**WHAT YOU WILL DO:** Once you have counted the lines below that contain "target", give that number and nothing else.
── RECORDS SUPPLIED ──
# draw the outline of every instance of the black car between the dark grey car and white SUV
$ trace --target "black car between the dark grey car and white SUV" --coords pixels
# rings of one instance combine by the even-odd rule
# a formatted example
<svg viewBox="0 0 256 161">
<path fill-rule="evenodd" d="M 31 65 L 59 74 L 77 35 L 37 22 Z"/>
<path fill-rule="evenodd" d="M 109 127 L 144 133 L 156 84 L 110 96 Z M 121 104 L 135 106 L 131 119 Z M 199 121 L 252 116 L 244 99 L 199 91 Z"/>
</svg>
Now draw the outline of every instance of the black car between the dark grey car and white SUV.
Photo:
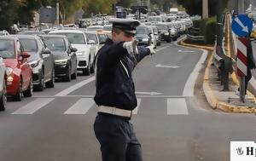
<svg viewBox="0 0 256 161">
<path fill-rule="evenodd" d="M 64 78 L 67 82 L 77 78 L 77 49 L 72 48 L 66 36 L 41 36 L 55 58 L 55 78 Z"/>
</svg>

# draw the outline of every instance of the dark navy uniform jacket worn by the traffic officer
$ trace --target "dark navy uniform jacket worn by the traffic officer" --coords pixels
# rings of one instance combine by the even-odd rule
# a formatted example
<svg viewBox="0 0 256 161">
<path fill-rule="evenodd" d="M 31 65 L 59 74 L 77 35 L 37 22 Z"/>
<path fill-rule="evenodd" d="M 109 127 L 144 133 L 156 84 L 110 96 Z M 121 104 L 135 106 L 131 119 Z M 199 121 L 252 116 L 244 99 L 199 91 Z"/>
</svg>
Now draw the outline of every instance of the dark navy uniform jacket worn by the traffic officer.
<svg viewBox="0 0 256 161">
<path fill-rule="evenodd" d="M 137 106 L 131 72 L 137 62 L 150 54 L 145 47 L 137 47 L 138 55 L 129 55 L 124 42 L 107 39 L 96 57 L 96 95 L 98 106 L 113 106 L 133 110 Z"/>
</svg>

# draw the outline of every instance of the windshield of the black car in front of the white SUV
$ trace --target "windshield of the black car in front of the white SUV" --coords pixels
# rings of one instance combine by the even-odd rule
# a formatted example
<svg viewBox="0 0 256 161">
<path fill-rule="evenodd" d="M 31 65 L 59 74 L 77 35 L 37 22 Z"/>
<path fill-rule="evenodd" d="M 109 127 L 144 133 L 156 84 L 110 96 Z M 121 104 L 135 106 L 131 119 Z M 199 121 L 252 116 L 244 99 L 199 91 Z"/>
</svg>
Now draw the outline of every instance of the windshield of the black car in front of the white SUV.
<svg viewBox="0 0 256 161">
<path fill-rule="evenodd" d="M 44 37 L 44 43 L 52 51 L 66 51 L 66 45 L 63 38 Z"/>
</svg>

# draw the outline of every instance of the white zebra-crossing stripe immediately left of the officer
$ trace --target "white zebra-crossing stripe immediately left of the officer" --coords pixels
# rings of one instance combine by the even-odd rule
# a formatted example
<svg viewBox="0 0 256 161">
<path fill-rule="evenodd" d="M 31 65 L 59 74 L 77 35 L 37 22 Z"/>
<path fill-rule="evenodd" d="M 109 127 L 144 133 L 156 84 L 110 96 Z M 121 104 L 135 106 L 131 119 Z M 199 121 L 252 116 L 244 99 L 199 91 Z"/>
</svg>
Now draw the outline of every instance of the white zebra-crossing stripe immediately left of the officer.
<svg viewBox="0 0 256 161">
<path fill-rule="evenodd" d="M 94 105 L 94 100 L 90 98 L 82 98 L 71 106 L 64 114 L 85 114 L 90 107 Z"/>
</svg>

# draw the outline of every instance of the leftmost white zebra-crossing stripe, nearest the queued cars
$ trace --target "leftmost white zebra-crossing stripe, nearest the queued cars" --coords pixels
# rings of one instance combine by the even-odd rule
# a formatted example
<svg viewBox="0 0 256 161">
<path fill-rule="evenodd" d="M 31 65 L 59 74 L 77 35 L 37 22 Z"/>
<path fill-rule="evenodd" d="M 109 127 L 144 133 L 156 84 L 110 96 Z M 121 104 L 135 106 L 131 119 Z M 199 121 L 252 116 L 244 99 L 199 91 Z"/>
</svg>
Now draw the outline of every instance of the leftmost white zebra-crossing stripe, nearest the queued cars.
───
**ANSWER SPACE:** 5